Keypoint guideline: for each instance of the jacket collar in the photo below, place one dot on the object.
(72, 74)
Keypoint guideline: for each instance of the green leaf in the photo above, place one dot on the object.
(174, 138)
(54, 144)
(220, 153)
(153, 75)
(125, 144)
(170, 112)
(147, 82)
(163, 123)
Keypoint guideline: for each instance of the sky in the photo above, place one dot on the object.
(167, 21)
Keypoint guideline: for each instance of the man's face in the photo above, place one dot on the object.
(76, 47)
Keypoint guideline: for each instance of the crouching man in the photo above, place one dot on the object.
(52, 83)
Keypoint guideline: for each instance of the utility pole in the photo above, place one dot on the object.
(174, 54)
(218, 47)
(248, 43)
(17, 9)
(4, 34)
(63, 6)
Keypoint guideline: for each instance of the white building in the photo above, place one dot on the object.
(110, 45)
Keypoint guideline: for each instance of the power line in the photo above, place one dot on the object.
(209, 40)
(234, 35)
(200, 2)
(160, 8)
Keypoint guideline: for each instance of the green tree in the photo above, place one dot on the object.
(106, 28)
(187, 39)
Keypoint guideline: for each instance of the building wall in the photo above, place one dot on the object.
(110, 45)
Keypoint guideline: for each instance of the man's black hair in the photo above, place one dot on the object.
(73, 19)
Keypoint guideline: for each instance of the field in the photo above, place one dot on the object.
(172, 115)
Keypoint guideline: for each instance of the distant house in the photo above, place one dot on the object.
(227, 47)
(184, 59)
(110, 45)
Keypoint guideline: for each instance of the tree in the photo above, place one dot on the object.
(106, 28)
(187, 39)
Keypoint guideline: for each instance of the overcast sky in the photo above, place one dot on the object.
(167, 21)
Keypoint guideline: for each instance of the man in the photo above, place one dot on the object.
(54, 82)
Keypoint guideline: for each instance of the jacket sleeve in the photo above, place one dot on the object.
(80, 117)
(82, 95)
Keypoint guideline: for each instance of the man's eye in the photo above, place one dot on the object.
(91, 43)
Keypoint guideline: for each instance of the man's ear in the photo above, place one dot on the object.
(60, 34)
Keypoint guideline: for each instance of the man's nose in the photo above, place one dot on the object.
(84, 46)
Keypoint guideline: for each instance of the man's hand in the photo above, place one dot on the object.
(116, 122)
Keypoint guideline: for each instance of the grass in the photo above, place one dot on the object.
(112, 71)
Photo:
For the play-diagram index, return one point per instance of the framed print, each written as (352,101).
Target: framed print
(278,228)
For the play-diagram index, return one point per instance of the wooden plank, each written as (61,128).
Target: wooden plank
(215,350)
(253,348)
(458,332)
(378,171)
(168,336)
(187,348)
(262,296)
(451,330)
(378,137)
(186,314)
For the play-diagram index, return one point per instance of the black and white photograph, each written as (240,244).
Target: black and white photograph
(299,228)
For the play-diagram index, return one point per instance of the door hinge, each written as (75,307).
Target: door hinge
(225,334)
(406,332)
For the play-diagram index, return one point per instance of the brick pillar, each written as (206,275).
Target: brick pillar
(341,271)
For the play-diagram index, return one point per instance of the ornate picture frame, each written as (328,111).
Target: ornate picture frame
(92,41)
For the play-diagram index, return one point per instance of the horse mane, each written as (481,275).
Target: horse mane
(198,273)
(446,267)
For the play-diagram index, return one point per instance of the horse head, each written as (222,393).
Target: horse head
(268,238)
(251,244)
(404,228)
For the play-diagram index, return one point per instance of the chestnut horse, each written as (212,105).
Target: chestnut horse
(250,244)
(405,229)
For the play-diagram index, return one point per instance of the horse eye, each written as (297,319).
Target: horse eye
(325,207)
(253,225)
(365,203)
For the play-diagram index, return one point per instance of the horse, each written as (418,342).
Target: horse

....................

What the task asks -
Lines from the entries that contain the string "diagram" are what must be copied.

Task solution -
For the play-diagram index, return one point per instance of the framed print, each written as (352,101).
For the play-diagram index, return one point per instance of the wooden plank, each written as (61,128).
For the play-diagram index, return one point per instance of the black and white photograph, each written as (240,244).
For the play-diagram index, return one point per instance of the door hinge, each written as (75,307).
For the play-diagram index, return one point per instance of the brick pillar, each written as (206,275).
For the play-diagram index, return one point per instance of the ornate picture frame, each written as (328,111).
For the play-diagram index, return one point per instance of the horse mane, each written as (481,275).
For the play-diagram index, return one point per instance of the horse head, each written as (222,393).
For the play-diagram index, return one point per instance of the chestnut horse, each written as (212,105).
For the play-diagram index, return one point per instance of the horse eye, each written as (297,319).
For the play-diagram index, return one point per instance of the horse, each written as (418,342).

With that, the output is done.